## Tarefa
Reproduza, sem nenhuma alteração, a parte do trecho sobre a gestão Weintraub no MEC que vai desde "Ainda assim, a" até "mil escolas públicas.".

## Trecho fornecido

Pouco antes de sua saída, o ministro ainda protagonizou a tentativa do governo de passar uma Medida Provisória que autorizava o MEC a nomear reitores e vice-reitores de universidades federais sem consulta à comunidade acadêmica durante a pandemia. O próprio governo revogou a MP depois que o presidente do Senado e do Congresso Nacional, Davi Alcolumbre, anunciou sua devolução, alegando que feria a autonomia universitária prevista na Constituição.

Vários projetos conduzidos na gestão Weintraub procuravam dar resposta a demandas mais amplas do eleitorado de Jair Bolsonaro. É o caso do Programa Nacional das Escolas Cívico-Militares, que focavam na disciplina dos alunos, no aprimoramento da infraestrutura, no fortalecimento de valores éticos e morais, na organização da escola e dos estudantes. Apesar do nome, as instituições não são militarizadas, mas contam com uma equipe de militares da reserva atuando como tutores.

Lançado em setembro do ano passado, o projeto se dá com base em parcerias com estados e municípios. Visa colégios de 500 a 1000 alunos do 6º ao 9º ano e ensino médio. Ainda que o modelo precise ser testado em termos de eficiência, obviamente responde a uma demanda por autoridade presente no ensino brasileiro, marcado em muitos locais pela violência e por problemas de disciplina. Pesquisa recente feita pela Organização para a Cooperação e Desenvolvimento Econômico (OCDE) sobre violência em escolas aponta o Brasil como líder no ranking de agressões contra professores. Dos docentes ouvidos na pesquisa, 12,5% afirmaram ser vítimas de agressão verbal e intimidação dos alunos. Em São Paulo, pesquisa feita pelo Sindicato dos Professores aponta que mais da metade dos docentes da rede estadual afirma ter sofrido algum tipo de agressão, seja ela verbal (44%), discriminatória (9%), bullying (8%), furto/roubo (6%) ou física (5%).

Ainda assim, a iniciativa é marcada pela escala tímida do projeto. A meta inicial do Governo Federal é implementar o modelo em 216 unidades de ensino em todo o país até o início de 2023. Em 2019, somente 15 escolas foram objeto de intervenção. Em 2020, o número pretendido está em 54. Segundo dados do Instituto Nacional de Estudos e Pesquisas Educacionais Anísio Teixeira (Inep), o país hoje possui mais de 144 mil escolas públicas.

## Dados fornecidos
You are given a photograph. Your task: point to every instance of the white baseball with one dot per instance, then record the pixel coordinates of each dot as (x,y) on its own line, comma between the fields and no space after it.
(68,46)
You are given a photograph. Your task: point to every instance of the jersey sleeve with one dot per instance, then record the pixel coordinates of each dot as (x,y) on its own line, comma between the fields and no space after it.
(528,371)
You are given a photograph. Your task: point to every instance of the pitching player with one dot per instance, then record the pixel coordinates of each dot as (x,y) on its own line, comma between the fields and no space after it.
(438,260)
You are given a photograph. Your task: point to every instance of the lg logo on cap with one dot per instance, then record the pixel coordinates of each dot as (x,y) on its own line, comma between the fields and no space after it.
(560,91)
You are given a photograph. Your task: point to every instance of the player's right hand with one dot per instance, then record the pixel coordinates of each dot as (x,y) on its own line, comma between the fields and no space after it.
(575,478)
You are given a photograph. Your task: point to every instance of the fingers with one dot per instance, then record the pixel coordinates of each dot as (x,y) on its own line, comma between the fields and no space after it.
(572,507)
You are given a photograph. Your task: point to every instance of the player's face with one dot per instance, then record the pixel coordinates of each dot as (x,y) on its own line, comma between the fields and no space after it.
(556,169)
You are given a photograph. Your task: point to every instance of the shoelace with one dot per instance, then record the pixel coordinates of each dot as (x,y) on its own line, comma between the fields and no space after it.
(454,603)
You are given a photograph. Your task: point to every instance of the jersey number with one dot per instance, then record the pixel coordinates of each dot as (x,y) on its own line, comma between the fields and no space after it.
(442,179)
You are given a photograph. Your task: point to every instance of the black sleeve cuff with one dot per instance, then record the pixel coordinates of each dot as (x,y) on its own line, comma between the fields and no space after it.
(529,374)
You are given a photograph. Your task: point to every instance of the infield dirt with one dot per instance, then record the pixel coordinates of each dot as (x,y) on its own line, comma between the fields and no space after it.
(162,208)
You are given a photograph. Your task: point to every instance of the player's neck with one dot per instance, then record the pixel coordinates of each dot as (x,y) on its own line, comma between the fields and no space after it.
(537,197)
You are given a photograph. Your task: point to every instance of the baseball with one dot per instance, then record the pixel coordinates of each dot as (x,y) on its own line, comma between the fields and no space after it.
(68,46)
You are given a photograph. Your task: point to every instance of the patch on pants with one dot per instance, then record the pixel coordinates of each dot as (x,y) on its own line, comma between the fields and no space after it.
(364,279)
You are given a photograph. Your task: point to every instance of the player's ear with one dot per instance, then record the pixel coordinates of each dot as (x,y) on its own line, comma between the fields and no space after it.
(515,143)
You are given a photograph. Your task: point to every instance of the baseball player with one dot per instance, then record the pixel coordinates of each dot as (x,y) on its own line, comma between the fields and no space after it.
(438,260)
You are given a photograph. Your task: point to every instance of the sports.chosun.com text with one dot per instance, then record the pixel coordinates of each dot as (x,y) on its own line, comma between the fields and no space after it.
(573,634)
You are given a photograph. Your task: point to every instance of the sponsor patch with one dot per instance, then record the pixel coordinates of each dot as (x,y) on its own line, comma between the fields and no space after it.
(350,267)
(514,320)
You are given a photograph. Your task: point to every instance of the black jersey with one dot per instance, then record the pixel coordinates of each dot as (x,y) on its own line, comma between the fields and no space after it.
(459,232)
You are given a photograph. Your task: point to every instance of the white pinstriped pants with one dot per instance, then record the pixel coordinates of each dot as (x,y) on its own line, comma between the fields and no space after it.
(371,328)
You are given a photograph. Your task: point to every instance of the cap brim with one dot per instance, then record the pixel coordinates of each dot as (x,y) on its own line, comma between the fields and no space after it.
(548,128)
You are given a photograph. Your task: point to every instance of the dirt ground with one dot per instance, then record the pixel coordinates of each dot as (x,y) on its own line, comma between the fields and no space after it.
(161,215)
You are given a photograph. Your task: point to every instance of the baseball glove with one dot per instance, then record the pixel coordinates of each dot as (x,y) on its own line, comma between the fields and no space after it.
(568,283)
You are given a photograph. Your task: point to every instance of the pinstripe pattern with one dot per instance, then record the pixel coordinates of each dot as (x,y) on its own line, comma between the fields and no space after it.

## Resposta da tarefa
Ainda assim, a iniciativa é marcada pela escala tímida do projeto. A meta inicial do Governo Federal é implementar o modelo em 216 unidades de ensino em todo o país até o início de 2023. Em 2019, somente 15 escolas foram objeto de intervenção. Em 2020, o número pretendido está em 54. Segundo dados do Instituto Nacional de Estudos e Pesquisas Educacionais Anísio Teixeira (Inep), o país hoje possui mais de 144 mil escolas públicas.